*Tasks to perform*.
**1)** Transcribe the energy reconstruction text from "To train models" to "100 thousand events.".
**2)** Answer these questions from the energy reconstruction text:
(a) Which PMTs supply the information used for event energy reconstruction?
(b) How many events make up the training dataset?
(c) About how many events does each testing subset contain?

*Document excerpt*.
>> begin

In this study, event energy reconstruction is based only on the information collected by the larger 20-inch PMTs. We do not include the smaller ones (3-inch) so far because their contribution to the light collection is negligible.

To train models and to evaluate their performance, we prepared two datasets:

  1. 1.

    Training dataset consisting of 5 million events uniformly spread in the scintillator volume with isotropic angular distribution and with a flat kinetic energy spectrum ranging from 0 to 10 MeV, i.e. \(E_{\text {kin}} \in [0, 10]\) MeV.

  2. 2.

    Testing dataset consisting of 14 subsets with discrete kinetic energies of 0 MeV, 0.1 MeV, 0.3 MeV, 0.6 MeV, 1 MeV, 2 MeV, ..., 10 MeV and with the same spatial and angular distribution as the training dataset. Each subset contains about 100 thousand events.

>> end

*Information supplied*.
>> begin

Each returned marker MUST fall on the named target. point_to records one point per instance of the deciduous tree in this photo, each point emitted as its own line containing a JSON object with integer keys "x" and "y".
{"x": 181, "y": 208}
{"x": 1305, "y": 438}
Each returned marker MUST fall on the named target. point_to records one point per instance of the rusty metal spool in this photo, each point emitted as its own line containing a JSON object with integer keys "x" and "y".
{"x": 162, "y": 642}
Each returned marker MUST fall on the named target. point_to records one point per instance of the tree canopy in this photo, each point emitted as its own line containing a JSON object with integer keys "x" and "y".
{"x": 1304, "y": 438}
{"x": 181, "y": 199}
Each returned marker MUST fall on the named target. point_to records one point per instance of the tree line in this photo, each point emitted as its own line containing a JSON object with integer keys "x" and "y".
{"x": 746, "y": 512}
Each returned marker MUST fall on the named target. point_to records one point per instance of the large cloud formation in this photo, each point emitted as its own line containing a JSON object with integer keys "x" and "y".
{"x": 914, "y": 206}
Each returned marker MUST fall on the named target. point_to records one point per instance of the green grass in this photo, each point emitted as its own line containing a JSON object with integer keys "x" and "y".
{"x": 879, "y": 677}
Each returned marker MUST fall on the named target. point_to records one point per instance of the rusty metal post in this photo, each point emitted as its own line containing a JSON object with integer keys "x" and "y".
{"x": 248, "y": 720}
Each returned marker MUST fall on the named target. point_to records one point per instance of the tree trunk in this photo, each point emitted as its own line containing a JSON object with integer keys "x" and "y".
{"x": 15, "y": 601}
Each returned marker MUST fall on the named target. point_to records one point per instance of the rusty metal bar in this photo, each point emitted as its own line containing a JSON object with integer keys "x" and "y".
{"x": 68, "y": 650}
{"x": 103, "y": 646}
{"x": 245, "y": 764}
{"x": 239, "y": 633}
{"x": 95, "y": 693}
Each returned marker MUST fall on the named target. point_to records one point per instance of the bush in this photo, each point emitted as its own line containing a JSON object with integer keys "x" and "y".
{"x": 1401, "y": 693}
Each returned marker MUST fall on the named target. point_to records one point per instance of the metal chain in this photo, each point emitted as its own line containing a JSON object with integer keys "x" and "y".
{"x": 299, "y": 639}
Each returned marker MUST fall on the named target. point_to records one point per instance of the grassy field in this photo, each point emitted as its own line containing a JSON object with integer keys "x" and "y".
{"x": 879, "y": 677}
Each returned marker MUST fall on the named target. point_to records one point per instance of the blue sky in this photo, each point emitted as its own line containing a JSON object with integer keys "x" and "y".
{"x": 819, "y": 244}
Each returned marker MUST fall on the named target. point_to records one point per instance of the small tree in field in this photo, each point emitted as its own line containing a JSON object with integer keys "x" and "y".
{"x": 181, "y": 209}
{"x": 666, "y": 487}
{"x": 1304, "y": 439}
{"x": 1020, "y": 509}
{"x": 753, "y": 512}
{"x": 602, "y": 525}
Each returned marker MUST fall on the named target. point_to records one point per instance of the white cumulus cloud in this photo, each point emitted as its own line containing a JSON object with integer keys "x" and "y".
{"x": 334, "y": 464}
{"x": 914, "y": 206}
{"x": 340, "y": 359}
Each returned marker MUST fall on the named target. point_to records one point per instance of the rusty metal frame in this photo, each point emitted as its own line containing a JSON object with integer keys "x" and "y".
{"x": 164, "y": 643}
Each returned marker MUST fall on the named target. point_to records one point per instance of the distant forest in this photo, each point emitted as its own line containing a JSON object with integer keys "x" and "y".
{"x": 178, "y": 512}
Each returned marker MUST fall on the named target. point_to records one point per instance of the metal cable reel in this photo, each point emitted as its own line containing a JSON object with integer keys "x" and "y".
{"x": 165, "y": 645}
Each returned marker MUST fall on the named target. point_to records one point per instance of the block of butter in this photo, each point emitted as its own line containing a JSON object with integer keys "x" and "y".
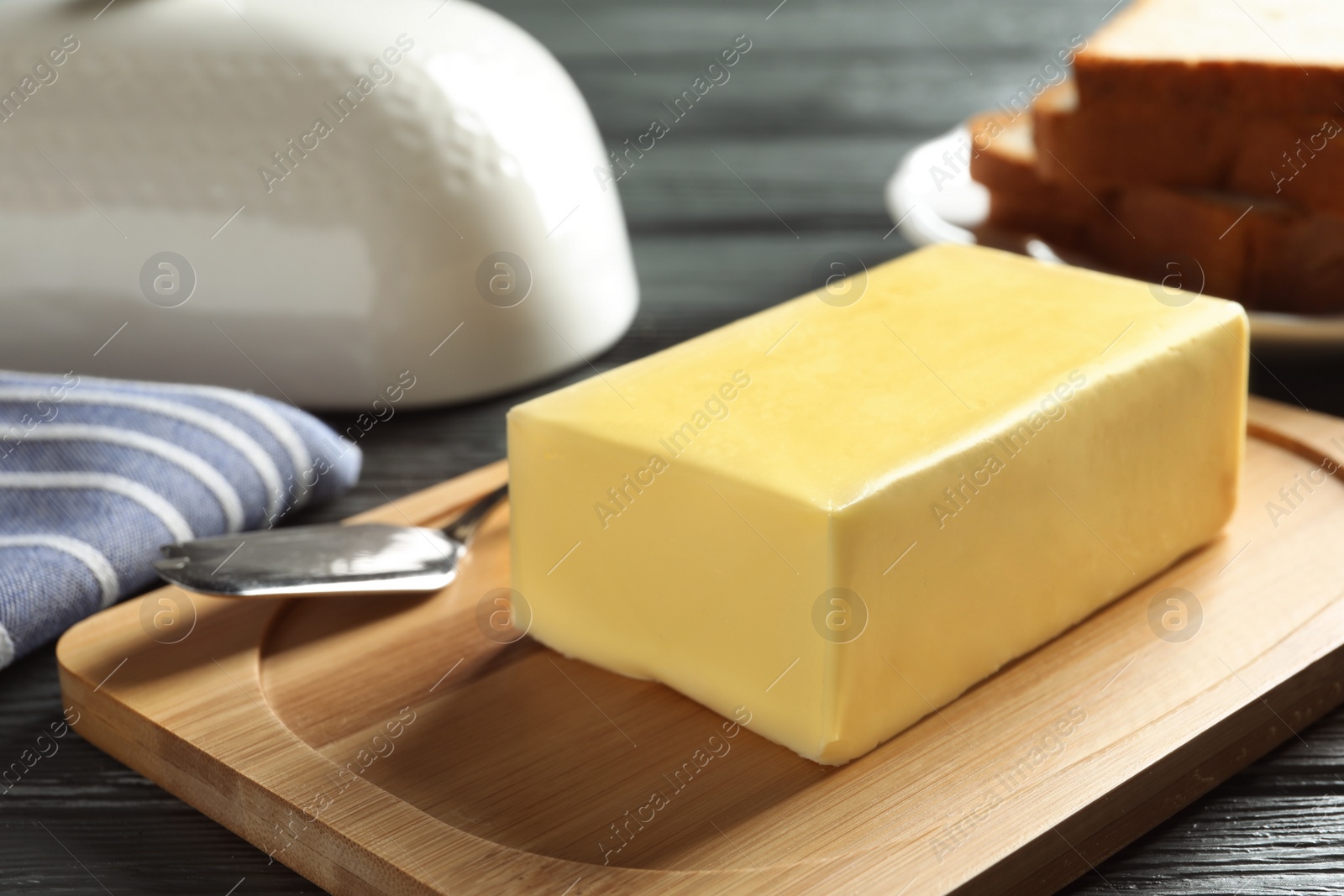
{"x": 837, "y": 515}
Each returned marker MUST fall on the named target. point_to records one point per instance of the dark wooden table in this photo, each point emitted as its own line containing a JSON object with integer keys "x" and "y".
{"x": 729, "y": 212}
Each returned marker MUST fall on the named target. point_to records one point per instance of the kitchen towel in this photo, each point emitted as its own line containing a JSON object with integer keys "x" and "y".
{"x": 96, "y": 474}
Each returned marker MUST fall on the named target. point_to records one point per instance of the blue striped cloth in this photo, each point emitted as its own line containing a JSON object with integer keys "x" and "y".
{"x": 96, "y": 474}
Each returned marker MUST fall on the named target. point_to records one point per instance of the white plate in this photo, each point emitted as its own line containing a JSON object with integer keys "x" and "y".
{"x": 933, "y": 201}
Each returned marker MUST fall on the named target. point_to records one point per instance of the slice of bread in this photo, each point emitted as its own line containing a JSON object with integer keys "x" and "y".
{"x": 1296, "y": 157}
{"x": 1267, "y": 254}
{"x": 1241, "y": 56}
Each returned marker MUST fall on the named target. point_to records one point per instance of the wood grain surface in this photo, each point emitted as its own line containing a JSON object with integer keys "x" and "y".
{"x": 407, "y": 745}
{"x": 813, "y": 121}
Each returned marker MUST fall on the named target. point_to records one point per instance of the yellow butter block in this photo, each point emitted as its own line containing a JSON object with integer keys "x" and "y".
{"x": 833, "y": 516}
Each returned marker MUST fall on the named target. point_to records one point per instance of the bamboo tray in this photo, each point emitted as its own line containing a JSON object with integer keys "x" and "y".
{"x": 390, "y": 746}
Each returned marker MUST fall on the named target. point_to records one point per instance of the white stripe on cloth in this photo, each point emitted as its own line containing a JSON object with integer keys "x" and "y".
{"x": 141, "y": 495}
{"x": 82, "y": 551}
{"x": 218, "y": 427}
{"x": 245, "y": 402}
{"x": 277, "y": 425}
{"x": 192, "y": 464}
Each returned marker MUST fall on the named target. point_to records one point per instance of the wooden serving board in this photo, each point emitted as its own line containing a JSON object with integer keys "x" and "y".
{"x": 387, "y": 746}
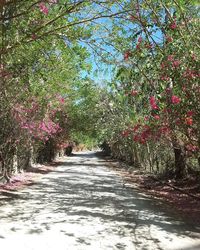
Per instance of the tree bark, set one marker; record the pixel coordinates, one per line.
(180, 160)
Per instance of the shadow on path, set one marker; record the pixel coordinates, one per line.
(85, 205)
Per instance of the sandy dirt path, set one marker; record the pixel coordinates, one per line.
(83, 205)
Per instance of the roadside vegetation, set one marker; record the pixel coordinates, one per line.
(147, 115)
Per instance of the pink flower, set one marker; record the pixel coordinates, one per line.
(140, 39)
(153, 104)
(33, 36)
(169, 39)
(189, 121)
(173, 25)
(134, 92)
(127, 54)
(175, 99)
(176, 63)
(43, 8)
(138, 46)
(190, 113)
(170, 58)
(157, 117)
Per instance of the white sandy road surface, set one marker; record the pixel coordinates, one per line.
(83, 205)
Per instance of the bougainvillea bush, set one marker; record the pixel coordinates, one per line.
(159, 81)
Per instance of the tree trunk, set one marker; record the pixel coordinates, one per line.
(180, 161)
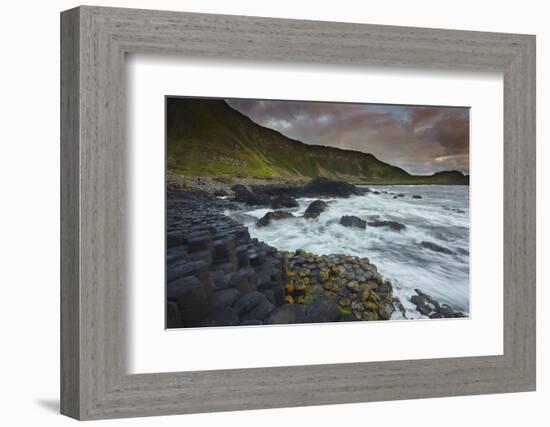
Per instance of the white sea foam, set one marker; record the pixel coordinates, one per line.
(441, 216)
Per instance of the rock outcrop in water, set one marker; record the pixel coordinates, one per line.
(218, 276)
(315, 209)
(273, 216)
(353, 221)
(392, 225)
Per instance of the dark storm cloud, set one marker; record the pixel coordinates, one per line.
(422, 140)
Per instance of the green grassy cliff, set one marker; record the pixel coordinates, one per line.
(208, 137)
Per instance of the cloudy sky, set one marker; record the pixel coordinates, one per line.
(420, 139)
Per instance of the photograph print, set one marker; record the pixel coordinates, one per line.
(296, 212)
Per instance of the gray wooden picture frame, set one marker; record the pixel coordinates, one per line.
(94, 41)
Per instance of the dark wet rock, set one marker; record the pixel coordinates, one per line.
(348, 318)
(173, 319)
(435, 247)
(273, 216)
(326, 187)
(353, 221)
(385, 311)
(446, 310)
(183, 269)
(174, 238)
(248, 302)
(187, 292)
(224, 247)
(220, 279)
(315, 209)
(456, 210)
(224, 317)
(220, 193)
(224, 298)
(243, 194)
(322, 310)
(286, 314)
(283, 201)
(260, 311)
(392, 225)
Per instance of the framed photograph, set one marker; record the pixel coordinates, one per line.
(262, 213)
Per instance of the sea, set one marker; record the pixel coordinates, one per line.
(441, 216)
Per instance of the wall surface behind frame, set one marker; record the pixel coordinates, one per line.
(29, 218)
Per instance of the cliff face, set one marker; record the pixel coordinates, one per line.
(208, 137)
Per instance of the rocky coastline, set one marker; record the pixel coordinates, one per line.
(217, 275)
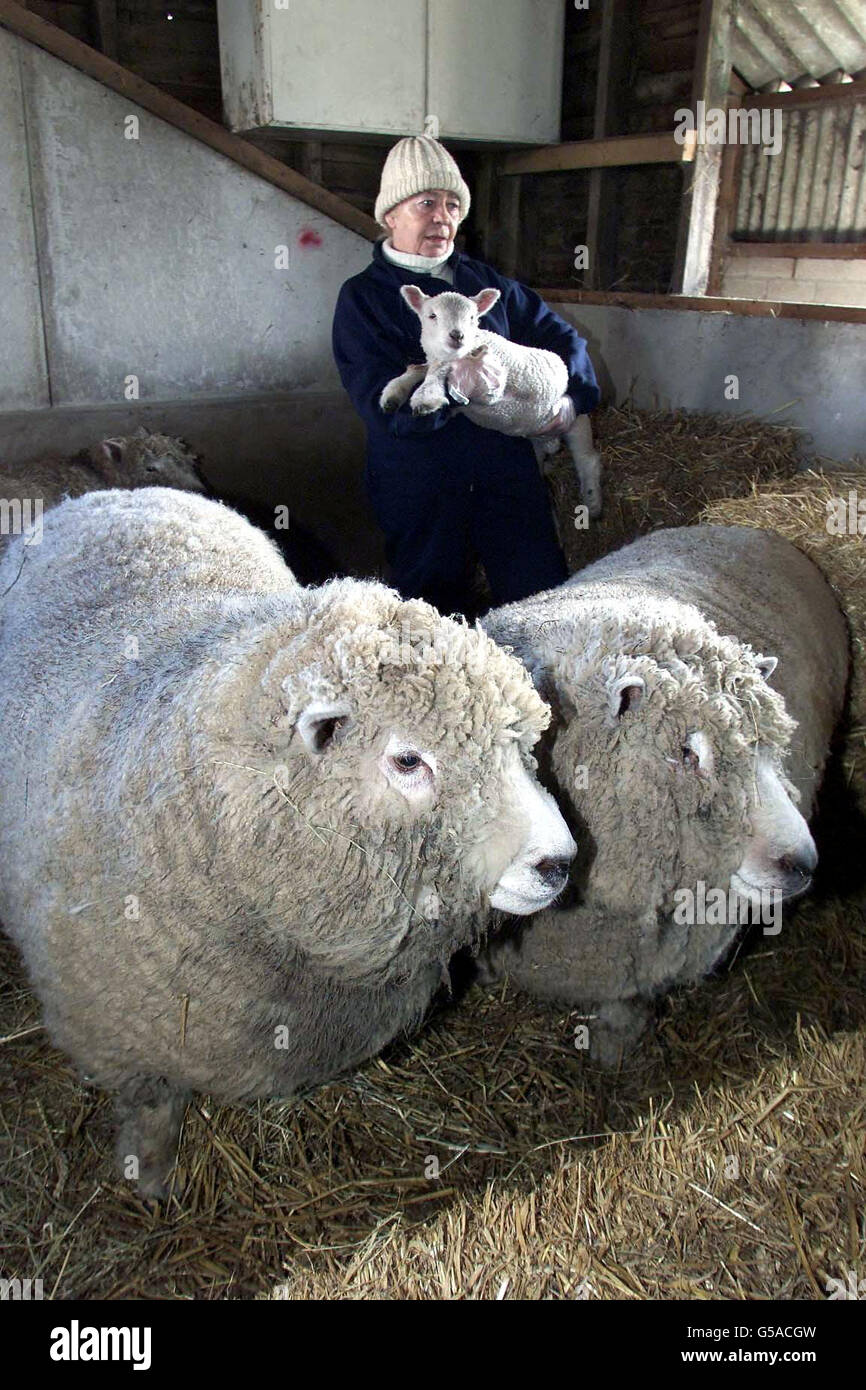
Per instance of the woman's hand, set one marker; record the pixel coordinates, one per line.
(477, 378)
(562, 421)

>> end

*Solution list*.
**1)**
To train models and to evaluate their performance, we prepared two datasets:

  1. 1.

    Training dataset consisting of 5 million events uniformly spread in the scintillator volume with isotropic angular distribution and with a flat kinetic energy spectrum ranging from 0 to 10 MeV, i.e. \(E_{\text {kin}} \in [0, 10]\) MeV.

  2. 2.

    Testing dataset consisting of 14 subsets with discrete kinetic energies of 0 MeV, 0.1 MeV, 0.3 MeV, 0.6 MeV, 1 MeV, 2 MeV, ..., 10 MeV and with the same spatial and angular distribution as the training dataset. Each subset contains about 100 thousand events.

**2)**
(a) The larger 20-inch PMTs
(b) 5 million
(c) About 100 thousand